▶ [Exercise prompt]
Each record must be retyped in full. No character may differ.

▶ [The input]
+--

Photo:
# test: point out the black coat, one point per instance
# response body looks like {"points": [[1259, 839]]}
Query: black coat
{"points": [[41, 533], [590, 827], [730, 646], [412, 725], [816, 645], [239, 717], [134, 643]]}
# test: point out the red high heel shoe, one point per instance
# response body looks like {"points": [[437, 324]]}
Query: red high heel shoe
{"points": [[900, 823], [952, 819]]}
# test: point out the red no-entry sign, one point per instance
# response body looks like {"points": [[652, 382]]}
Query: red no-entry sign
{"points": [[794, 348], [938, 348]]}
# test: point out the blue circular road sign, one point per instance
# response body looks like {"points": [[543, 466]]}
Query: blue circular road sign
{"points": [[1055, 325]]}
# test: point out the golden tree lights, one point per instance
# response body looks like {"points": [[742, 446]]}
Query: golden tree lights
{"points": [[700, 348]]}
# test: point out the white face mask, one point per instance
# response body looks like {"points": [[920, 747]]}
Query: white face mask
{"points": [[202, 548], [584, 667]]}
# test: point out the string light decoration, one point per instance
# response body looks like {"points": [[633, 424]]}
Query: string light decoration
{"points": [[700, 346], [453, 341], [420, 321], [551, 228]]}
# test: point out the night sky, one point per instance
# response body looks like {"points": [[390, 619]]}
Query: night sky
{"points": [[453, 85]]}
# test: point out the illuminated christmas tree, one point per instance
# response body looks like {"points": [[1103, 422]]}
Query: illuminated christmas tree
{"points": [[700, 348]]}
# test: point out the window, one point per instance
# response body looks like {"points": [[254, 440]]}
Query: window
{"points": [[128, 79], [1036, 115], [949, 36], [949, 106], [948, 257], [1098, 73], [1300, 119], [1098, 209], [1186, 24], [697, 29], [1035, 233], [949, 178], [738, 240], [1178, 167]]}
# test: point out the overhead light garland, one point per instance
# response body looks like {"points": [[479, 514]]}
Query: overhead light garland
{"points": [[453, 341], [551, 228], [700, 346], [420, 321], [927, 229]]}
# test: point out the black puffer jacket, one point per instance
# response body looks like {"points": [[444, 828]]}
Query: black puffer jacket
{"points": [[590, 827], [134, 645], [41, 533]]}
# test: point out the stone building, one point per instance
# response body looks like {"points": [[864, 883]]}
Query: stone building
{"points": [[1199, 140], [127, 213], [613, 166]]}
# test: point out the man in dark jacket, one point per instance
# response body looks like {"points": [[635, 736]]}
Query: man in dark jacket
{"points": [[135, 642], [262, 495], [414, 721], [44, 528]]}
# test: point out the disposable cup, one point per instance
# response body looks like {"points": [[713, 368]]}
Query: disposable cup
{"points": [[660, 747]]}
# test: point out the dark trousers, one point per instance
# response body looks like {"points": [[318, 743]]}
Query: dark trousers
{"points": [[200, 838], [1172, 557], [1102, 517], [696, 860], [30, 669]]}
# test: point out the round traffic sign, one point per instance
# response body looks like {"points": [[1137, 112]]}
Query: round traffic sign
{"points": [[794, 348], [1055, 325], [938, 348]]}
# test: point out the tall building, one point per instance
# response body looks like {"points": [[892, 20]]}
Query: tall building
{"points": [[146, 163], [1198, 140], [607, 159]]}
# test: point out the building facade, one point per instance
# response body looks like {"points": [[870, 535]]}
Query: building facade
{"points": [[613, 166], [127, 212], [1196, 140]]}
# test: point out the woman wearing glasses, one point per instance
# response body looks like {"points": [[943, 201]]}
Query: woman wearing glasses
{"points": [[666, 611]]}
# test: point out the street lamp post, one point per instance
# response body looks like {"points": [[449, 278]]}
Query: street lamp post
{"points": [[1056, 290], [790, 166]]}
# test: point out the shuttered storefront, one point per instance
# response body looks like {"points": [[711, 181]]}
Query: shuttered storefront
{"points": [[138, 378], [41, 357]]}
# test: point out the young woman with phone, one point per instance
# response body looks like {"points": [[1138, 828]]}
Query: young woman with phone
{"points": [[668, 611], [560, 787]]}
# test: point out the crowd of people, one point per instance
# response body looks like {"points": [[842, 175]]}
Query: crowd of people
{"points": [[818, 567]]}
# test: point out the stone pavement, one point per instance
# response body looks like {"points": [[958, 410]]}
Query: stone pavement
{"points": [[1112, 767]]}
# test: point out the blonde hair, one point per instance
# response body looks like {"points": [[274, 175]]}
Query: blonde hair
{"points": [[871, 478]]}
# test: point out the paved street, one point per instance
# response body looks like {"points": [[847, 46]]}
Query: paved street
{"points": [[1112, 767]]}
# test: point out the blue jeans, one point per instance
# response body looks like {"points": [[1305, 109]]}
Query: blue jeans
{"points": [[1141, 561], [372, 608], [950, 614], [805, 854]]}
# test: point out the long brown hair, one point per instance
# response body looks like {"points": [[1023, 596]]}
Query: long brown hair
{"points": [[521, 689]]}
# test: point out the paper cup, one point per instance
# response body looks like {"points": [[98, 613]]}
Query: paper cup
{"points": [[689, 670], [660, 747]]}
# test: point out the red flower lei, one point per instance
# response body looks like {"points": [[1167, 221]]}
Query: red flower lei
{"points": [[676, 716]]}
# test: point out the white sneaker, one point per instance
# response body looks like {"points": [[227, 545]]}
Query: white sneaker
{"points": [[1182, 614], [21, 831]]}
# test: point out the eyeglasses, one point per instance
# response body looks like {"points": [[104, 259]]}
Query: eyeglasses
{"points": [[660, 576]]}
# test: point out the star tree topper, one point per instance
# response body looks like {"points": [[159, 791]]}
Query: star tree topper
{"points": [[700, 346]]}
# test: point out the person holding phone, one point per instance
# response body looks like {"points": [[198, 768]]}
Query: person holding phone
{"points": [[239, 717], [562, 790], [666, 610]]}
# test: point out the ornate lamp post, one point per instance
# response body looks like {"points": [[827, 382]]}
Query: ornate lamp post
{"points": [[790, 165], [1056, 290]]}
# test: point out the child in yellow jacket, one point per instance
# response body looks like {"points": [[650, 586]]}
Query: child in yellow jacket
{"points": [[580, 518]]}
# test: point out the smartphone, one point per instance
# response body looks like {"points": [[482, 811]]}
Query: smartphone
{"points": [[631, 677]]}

+--

▶ [Solution to this problem]
Photo:
# test: point out the black coat, one point per instance
# response body looks like {"points": [[1259, 839]]}
Query: black coat
{"points": [[41, 533], [590, 827], [730, 646], [412, 725], [816, 645], [239, 717], [134, 643]]}
# test: point out the red high heel shoe, one point per instance
# response body looks like {"points": [[437, 324]]}
Query: red high heel shoe
{"points": [[900, 823], [952, 819]]}
# test: point out the red no-entry sign, one point per instance
# response body looks like {"points": [[652, 382]]}
Query: red no-entry sign
{"points": [[794, 348], [938, 348]]}
# test: point out the blue circular road sign, one point per instance
# response body looks like {"points": [[543, 466]]}
Query: blue circular road sign
{"points": [[1055, 325]]}
# test: point out the golden tree lights, one point per instance
# response body looks like {"points": [[742, 446]]}
Query: golden tree lights
{"points": [[700, 348]]}
# test: point out the white face mask, one point per instance
# response body looks like {"points": [[920, 747]]}
Query: white face mask
{"points": [[202, 548], [584, 667]]}
# test: point out the string light decoration, one point per instance
# response body looks like {"points": [[633, 424]]}
Query: string light decoration
{"points": [[700, 346], [453, 341], [420, 321], [551, 228]]}
# test: point out the night sky, one point per instance
# response body looks like {"points": [[390, 619]]}
Query: night sky
{"points": [[453, 85]]}
# test: point out the illuminated christmas tree, one point per instance
# response body looks like {"points": [[1103, 422]]}
Query: illuminated christmas tree
{"points": [[700, 348]]}
# test: point out the window, one point per instance
# response body looks like {"points": [[254, 440]]}
Query: window
{"points": [[128, 79], [1036, 115], [949, 36], [949, 106], [948, 257], [1098, 73], [1300, 119], [1098, 209], [1186, 24], [697, 29], [1035, 233], [949, 178], [738, 240], [1178, 167]]}
# test: point out the overhead light garland, one point per instance
# response body looks like {"points": [[479, 514]]}
Query: overhead light garland
{"points": [[453, 341], [551, 228], [700, 346], [420, 321], [927, 229]]}
# test: point out the black puffer jacket, one point per instance
# response body looks like {"points": [[444, 828]]}
Query: black puffer jacket
{"points": [[590, 827], [134, 645], [41, 533]]}
# test: point out the stone building, one point per instance
# response body looks like {"points": [[864, 883]]}
Query: stone building
{"points": [[1199, 140], [127, 213], [613, 166]]}
# test: point out the man in dark jacket, one point per instance
# response body looks like {"points": [[635, 736]]}
Query: man in dark jacket
{"points": [[135, 642], [262, 495], [414, 721], [44, 528]]}
# test: point out the disposable cup, one point per instance
# response body looks like {"points": [[713, 368]]}
Query: disposable cup
{"points": [[660, 747]]}
# test: point out the dark trousers, one point per instance
# response body looks like {"points": [[318, 743]]}
Query: dark trousers
{"points": [[200, 838], [1172, 557], [1102, 517], [696, 860], [30, 669]]}
# test: point out the round traffic sign, one point per instance
# response body looks like {"points": [[1137, 112]]}
Query: round traffic sign
{"points": [[794, 348], [1055, 325], [938, 348]]}
# test: point out the tall building, one point per instance
# response body looks like {"points": [[892, 20]]}
Query: tall building
{"points": [[146, 163], [1198, 140], [607, 159]]}
# test: point out the building facade, one point per instance
# response body looks like {"points": [[870, 535]]}
Query: building facade
{"points": [[613, 166], [127, 212], [1196, 140]]}
# test: point out the woman wearing glasses, one point per instance
# response body looks like {"points": [[943, 201]]}
Query: woman wearing glasses
{"points": [[666, 611]]}
# test: point out the street lamp post, one point per instance
# response body looks like {"points": [[449, 278]]}
Query: street lamp post
{"points": [[1056, 290], [790, 166]]}
# test: point out the shuttered storefront, one point per instance
# response body looks like {"points": [[711, 181]]}
Query: shuttered storefront
{"points": [[138, 378], [41, 357]]}
# test: point out the young woman with phone, one point per instance
# response body looks like {"points": [[1138, 828]]}
Query: young woman with phone
{"points": [[668, 611], [560, 787]]}
# test: point out the crowd of people, one point per instance
# response body looks like {"points": [[842, 175]]}
Query: crowd of people
{"points": [[818, 567]]}
# test: point out the stone pavement, one point per instance
# response body looks like {"points": [[958, 410]]}
Query: stone pavement
{"points": [[1112, 767]]}
# test: point out the blonde hair, one point per instance
# response body looks like {"points": [[274, 175]]}
Query: blonde hair
{"points": [[871, 478]]}
# test: point out the paved street, one point per instance
# response body looks like {"points": [[847, 46]]}
Query: paved street
{"points": [[1112, 767]]}
# test: point out the blue jeans, one point per instance
# response body looks like {"points": [[1305, 109]]}
Query: blue jeans
{"points": [[1141, 561], [372, 608], [950, 614], [805, 854]]}
# test: point out the long brown hair, one point per instance
# response body looks like {"points": [[1023, 596]]}
Query: long brown hair
{"points": [[521, 689]]}
# test: point out the paper cup, one point per instance
# response body looks like {"points": [[98, 613]]}
Query: paper cup
{"points": [[689, 670], [660, 747]]}
# test: point out the red flower lei, one point per instance
# response body looks like {"points": [[1167, 221]]}
Query: red flower lei
{"points": [[676, 716]]}
# test: point out the white sneaker, one point per instance
# response body looks like {"points": [[227, 545]]}
Query: white sneaker
{"points": [[1182, 614], [21, 831]]}
# test: point out the eyeglasses, one point per instance
# response body looks like {"points": [[104, 259]]}
Query: eyeglasses
{"points": [[660, 576]]}
# test: point out the star tree topper, one point per instance
# response body looks like {"points": [[159, 791]]}
Query: star tree topper
{"points": [[700, 346]]}
# test: point out the person holding phone, one point per instance
# response body looks like {"points": [[198, 768]]}
Query: person holding phone
{"points": [[239, 717], [562, 790], [666, 610]]}
# test: point out the ornate lamp post, one point per instance
# response body looks like {"points": [[827, 382]]}
Query: ornate lamp post
{"points": [[790, 165], [1056, 290]]}
# test: point out the child in yellow jacket, one point per instance
# response body looks like {"points": [[650, 586]]}
Query: child in yellow jacket
{"points": [[580, 518]]}
# test: point out the smartphone, one point per instance
# response body looks like {"points": [[482, 811]]}
Query: smartphone
{"points": [[631, 677]]}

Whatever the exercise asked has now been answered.